*STATED PROBLEM A*
According to the article on the Thorns–Reign playoff game, how many people attended Friday's regular-season Thorns-Reign game?

*** SUPPLIED TEXT

Midge Purce, Thorns vs. Reign, 9.7.18

PORTLAND, Ore. – The National Women’s Soccer League walks the same path as the rest of the United States sports landscape in having playoffs, a custom that deviates from much of the soccer world. But for the players about to experience NWSL Playoff soccer for the first time when Portland Thorns FC hosts Seattle Reign FC (12pm PT, Lifetime | TICKETS| Presented by Tillamook Yogurt) – players like Andressinha, Ellie Carpenter, Ana Crnogorčević, and Midge Purce – this won’t be the first time they’ve faced a winner-take-all scenario.


“I was in Frankfurt, and at the end of the season, you have a Champions League final, or you have a (German) Cup final,” Crnogorčević explains, having joined Portland from her long-time Bundesliga club this spring. The Switzerland international was part of FFC Frankfurt’s European titlist three years ago, a team that defeated Paris Saint-Germain in the Champions League final.


Still, for Crnogorčević, the leadup to her first NWSL playoff game has taken on a distinct feel.


“This is a special week,” she admits, following the team’s first full training session of the week. “It feels special. It’s also a week where the team gets closer … You need each other.”


It’s a element that also stands out to Carpenter, who has played in Olympics and Asian Football Confederation championships with Australia. But “for club, I haven't made a semi or a final,” she says.


“[The NWSL playoffs are] different because we played a whole season together. All the hard work and sacrifice we’ve put in, and it’s coming down to these last two games. It makes it even more special that we could have two more home games, in a row.


“That’s an amazing thing that we can give to our fans,” she says. “They’re going to be a really big part of how we play, with 21,000 people in the stands.”


That, above all else, is why Saturday may be different. While players like Crnogorčević and Carpenter have played must-win games at the highest levels, those matches often see smaller crowds. Fourteen of the 26 games at the 2016 Summer Olympics failed to match the 21,144 in attendance at Friday’s regular-season Thorns-Reign game, and while only 34 of the 56 games at the prior year’s World Cup eclipsed Providence Park’s capacity, crowds at major tournaments tend to show split allegiances, or perhaps a majority of neutrals.


Though there will surely be Reign fans in Goose Hollow on Saturday, the predominant element at Providence Park at Saturday will be aligned with the Rose City Riveters, who will be supporting the Thorns.

******
*** DATASET CONTENT

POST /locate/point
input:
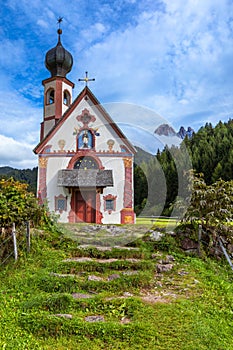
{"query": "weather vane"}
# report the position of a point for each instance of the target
(59, 20)
(86, 79)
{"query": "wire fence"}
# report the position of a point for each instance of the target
(9, 245)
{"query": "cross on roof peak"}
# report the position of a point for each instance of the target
(86, 79)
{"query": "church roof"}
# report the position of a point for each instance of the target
(84, 178)
(86, 92)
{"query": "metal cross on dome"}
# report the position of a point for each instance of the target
(86, 79)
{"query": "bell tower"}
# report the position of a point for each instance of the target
(57, 88)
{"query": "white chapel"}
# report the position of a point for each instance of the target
(85, 171)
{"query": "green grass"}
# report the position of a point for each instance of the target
(157, 222)
(194, 310)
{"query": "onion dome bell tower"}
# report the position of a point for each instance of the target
(58, 60)
(57, 88)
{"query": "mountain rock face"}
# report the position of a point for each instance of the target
(167, 130)
(182, 132)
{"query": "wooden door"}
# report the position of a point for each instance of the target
(85, 206)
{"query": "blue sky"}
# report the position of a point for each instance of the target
(173, 57)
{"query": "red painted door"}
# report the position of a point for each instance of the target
(85, 206)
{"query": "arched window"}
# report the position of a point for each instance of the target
(66, 98)
(50, 97)
(85, 139)
(85, 163)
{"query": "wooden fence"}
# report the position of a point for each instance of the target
(11, 241)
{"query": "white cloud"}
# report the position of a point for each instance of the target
(16, 154)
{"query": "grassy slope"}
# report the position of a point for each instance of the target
(193, 309)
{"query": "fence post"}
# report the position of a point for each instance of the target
(225, 252)
(14, 242)
(199, 240)
(28, 238)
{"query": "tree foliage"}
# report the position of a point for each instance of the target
(17, 205)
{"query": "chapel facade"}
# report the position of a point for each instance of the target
(85, 170)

******

*STATED PROBLEM B*
How many lines in the rows contain the string "fence", counting only matches with the same letter case? Give only the number.

*REPLY A*
21,144

*REPLY B*
3